▸ **Excerpt provided**:
Their Saudi branch pipe-line paid to explode the Twin Tower
And their Texas branch pipe-line cooked lies to burn Iraqi cities.
With oily money they bought the oil-soaked White House
They scorch all earth, befoul all oceans.
In other words, the New Freedom Seder imputes to Big Oil the same awe-inspiring omnipotence that a traditional Haggadah imputes to God.
At the same time, Waskow reveled in his own power to inspire seemingly countless followers and imitators to be Haggadah entrepreneurs. “Beyond the specific content of the original Freedom Seder,” he wrote in 2004, “during the years since 1969 it has seeded a great harvest of new versions of the Seder that have spoken to many forms of freedom: feminism, peace between Israelis and Palestinians, ending the danger of nuclear holocaust, achieving eco-sanity, solidarity with Latin American movements against tyrannical rulers, personal spiritual liberation.”
In fact, the popular Haggadot of recent years most often focus on one special cause or another (climate change, gay liberation, immigration rights, animal rights) rather than express the generalized, free-floating rage that characterized Waskow World. For instance, Like an Orange on a Seder Plate: Our Lesbian Haggadah (1999) promised to recast “all the rituals and symbols of Passover” in a style that is “lesbian centered and woman affirming.” The odd title concerns a profound interchange that may have altered the course of modern Jewish history, according to its author, Ruth Simkin. “Not so very long ago,” she writes, “a woman wanted to know why women can’t be up on the bimah (altar) holding the Torah. She asked the rabbi why this was so. The ‘learned rabbi’ responded, stroking his beard: ‘A woman should be on a bimah like an orange should be on the Seder plate!’ Now, each year at Passover, we give to an orange the place of honor on our Seder plate.”
This tidy explanation for the increasingly popular new “tradition” of including an orange with the centerpiece for the Passover meal may sound witty and rebellious, but it’s also entirely untrue. In a 2002 lecture, the feminist Susannah Heschel (daughter of the world-renowned sage Abraham Joshua Heschel) revealed that “what you hear is not what actually happened. It’s been circulating for a long time and it’s become a bit of an urban legend.”
Heschel insists that she personally initiated the orange-on-the-seder-plate ritual during a visit to Oberlin College in the early 1980s. The students had written their own creative Haggadah to express sympathy with various oppressed groups. This novel liturgy included the shocking placement of a crust of leavened bread at the center of the table—in pointed defiance of strict prohibitions against any form of leavened foodstuffs anywhere in Jewish homes during the eight-day Passover festival. The students felt that their daring importation of yeasty baked goods expressed support for beleaguered homosexuals: since the tradition strongly disapproves of same-sex romance, they would make it a focus of their Haggadah to challenge another ancient prohibition. As Heschel, professor of Jewish Studies at Dartmouth, pointedly recalled, they sought “a sign of solidarity with Jewish lesbians and gay men, since ‘there’s as much room for a lesbian in Judaism as there is for a crust of bread on the seder plate.’ ”
While approving of their sentiments, she disagreed with their radical gesture, with “symbolism suggesting that being lesbian is being transgressive, violating Judaism. I felt that an orange was suggestive of something else: the fruitfulness for all Jews when lesbians and gay men are contributing and active members of Jewish life.” According to Heschel: “That first year I used a tangerine. Everyone at the seder got a section of it and as we ate it we could spit out the seeds in solidarity with homosexuals—the seeds represented homophobia.”

▸ **Short exercise 1**:
Repeat the records from the line containing "Provide the segmentation of every instance of the gravel" through the last line of the records, both ends included.
The text above and the records below are independent of each other.

▸ **Material for the task**:

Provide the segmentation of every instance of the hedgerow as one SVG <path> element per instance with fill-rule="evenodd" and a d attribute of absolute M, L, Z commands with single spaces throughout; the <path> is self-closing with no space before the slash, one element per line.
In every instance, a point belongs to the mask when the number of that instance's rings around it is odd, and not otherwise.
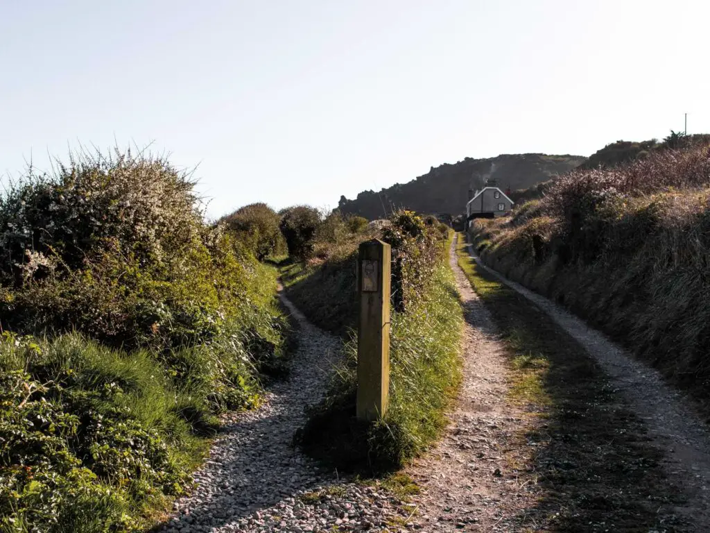
<path fill-rule="evenodd" d="M 279 229 L 280 220 L 278 213 L 265 203 L 245 205 L 221 219 L 259 261 L 285 253 L 285 241 Z"/>
<path fill-rule="evenodd" d="M 216 415 L 257 404 L 279 368 L 275 271 L 204 222 L 193 186 L 116 151 L 0 197 L 5 529 L 148 523 Z"/>
<path fill-rule="evenodd" d="M 444 412 L 459 382 L 462 315 L 445 260 L 446 240 L 438 226 L 427 226 L 413 212 L 396 212 L 390 221 L 378 235 L 353 238 L 349 247 L 338 247 L 339 253 L 300 271 L 288 287 L 304 303 L 310 301 L 304 293 L 327 295 L 302 309 L 322 325 L 336 317 L 336 331 L 346 336 L 344 362 L 297 438 L 307 453 L 339 468 L 396 468 L 420 453 L 443 427 Z M 384 419 L 364 424 L 354 416 L 354 266 L 358 244 L 375 236 L 392 246 L 390 404 Z M 353 333 L 348 335 L 347 330 Z"/>
<path fill-rule="evenodd" d="M 476 222 L 484 259 L 710 406 L 710 146 L 574 171 L 546 194 L 510 220 Z"/>

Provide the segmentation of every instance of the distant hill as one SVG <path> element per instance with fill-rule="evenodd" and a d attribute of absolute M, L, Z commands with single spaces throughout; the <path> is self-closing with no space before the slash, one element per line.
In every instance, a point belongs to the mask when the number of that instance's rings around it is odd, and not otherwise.
<path fill-rule="evenodd" d="M 645 159 L 655 152 L 667 149 L 692 149 L 699 144 L 710 144 L 710 134 L 694 134 L 684 135 L 671 131 L 671 134 L 659 141 L 651 139 L 648 141 L 617 141 L 610 143 L 589 156 L 579 170 L 593 168 L 613 168 L 628 165 L 637 159 Z M 555 183 L 554 180 L 535 183 L 530 187 L 513 190 L 509 196 L 518 204 L 529 200 L 537 200 L 544 196 L 547 189 Z"/>
<path fill-rule="evenodd" d="M 496 180 L 504 190 L 525 189 L 563 174 L 586 161 L 583 156 L 544 154 L 504 154 L 486 159 L 467 157 L 455 164 L 432 166 L 427 173 L 409 183 L 397 183 L 379 193 L 366 190 L 355 200 L 341 196 L 338 207 L 344 214 L 370 220 L 382 218 L 397 208 L 457 215 L 465 208 L 469 189 L 480 187 L 488 178 Z"/>

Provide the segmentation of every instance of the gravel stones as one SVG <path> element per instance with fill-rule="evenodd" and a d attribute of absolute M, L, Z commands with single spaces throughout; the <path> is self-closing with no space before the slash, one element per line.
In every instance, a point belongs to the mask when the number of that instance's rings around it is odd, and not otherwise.
<path fill-rule="evenodd" d="M 259 409 L 224 419 L 209 458 L 194 475 L 195 490 L 175 503 L 161 531 L 396 531 L 388 524 L 403 521 L 398 501 L 383 488 L 339 480 L 293 446 L 304 408 L 322 397 L 341 342 L 282 298 L 300 323 L 288 378 L 274 384 Z"/>

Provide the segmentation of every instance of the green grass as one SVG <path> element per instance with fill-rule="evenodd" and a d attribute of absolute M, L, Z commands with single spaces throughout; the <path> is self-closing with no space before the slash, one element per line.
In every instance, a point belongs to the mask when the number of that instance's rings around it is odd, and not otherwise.
<path fill-rule="evenodd" d="M 445 427 L 460 383 L 462 328 L 453 273 L 442 255 L 425 293 L 405 312 L 392 313 L 385 417 L 373 424 L 354 418 L 357 346 L 351 338 L 326 401 L 310 413 L 300 436 L 305 450 L 367 475 L 396 470 L 427 449 Z"/>
<path fill-rule="evenodd" d="M 0 380 L 2 532 L 145 529 L 207 449 L 193 423 L 212 415 L 148 352 L 6 335 Z"/>
<path fill-rule="evenodd" d="M 459 234 L 459 264 L 506 343 L 509 401 L 527 413 L 515 446 L 527 451 L 517 483 L 535 486 L 537 502 L 521 513 L 521 525 L 684 531 L 673 515 L 679 492 L 667 483 L 662 453 L 649 442 L 643 421 L 623 407 L 581 346 L 468 256 L 464 238 Z"/>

▸ **Short exercise 2**:
Reproduce the Haggadah passage from "Their Saudi branch" up to and including "imputes to God.".

▸ **Full output 1**:
Provide the segmentation of every instance of the gravel stones as one SVG <path> element per instance with fill-rule="evenodd" and a d attribute of absolute M, L, Z commands with single spaces throughout; the <path> is self-closing with no space before the slash, one element per line.
In every instance, a point belongs to the mask when the number of that instance's rings around it is odd, and not otherwise.
<path fill-rule="evenodd" d="M 259 409 L 224 419 L 209 458 L 194 475 L 195 490 L 175 503 L 161 531 L 396 531 L 388 524 L 403 521 L 398 501 L 383 488 L 339 480 L 293 446 L 304 408 L 322 397 L 341 342 L 282 298 L 300 323 L 288 378 L 274 384 Z"/>

Provide the segmentation of every instance of the green grass as one SVG <path> element per instance with fill-rule="evenodd" and a d attribute of absolute M, L, Z commands with single spaces throughout; the <path> is self-closing with no space before the slash, one element per line.
In every instance, a point belongs to the mask when the number of that instance's rings around it is odd, and not otherwise.
<path fill-rule="evenodd" d="M 445 427 L 460 383 L 462 328 L 453 273 L 442 255 L 425 293 L 405 312 L 392 313 L 385 417 L 373 424 L 354 418 L 357 346 L 351 338 L 326 401 L 310 413 L 300 436 L 305 450 L 367 475 L 396 470 L 427 449 Z"/>
<path fill-rule="evenodd" d="M 0 380 L 2 532 L 145 529 L 207 449 L 193 423 L 212 415 L 148 352 L 6 335 Z"/>
<path fill-rule="evenodd" d="M 459 234 L 459 264 L 506 343 L 509 401 L 527 413 L 515 446 L 527 451 L 517 483 L 535 486 L 537 502 L 521 513 L 521 525 L 684 531 L 673 515 L 679 492 L 667 483 L 662 453 L 649 442 L 643 421 L 623 407 L 581 346 L 468 256 L 464 238 Z"/>

▸ **Full output 2**:
Their Saudi branch pipe-line paid to explode the Twin Tower
And their Texas branch pipe-line cooked lies to burn Iraqi cities.
With oily money they bought the oil-soaked White House
They scorch all earth, befoul all oceans.
In other words, the New Freedom Seder imputes to Big Oil the same awe-inspiring omnipotence that a traditional Haggadah imputes to God.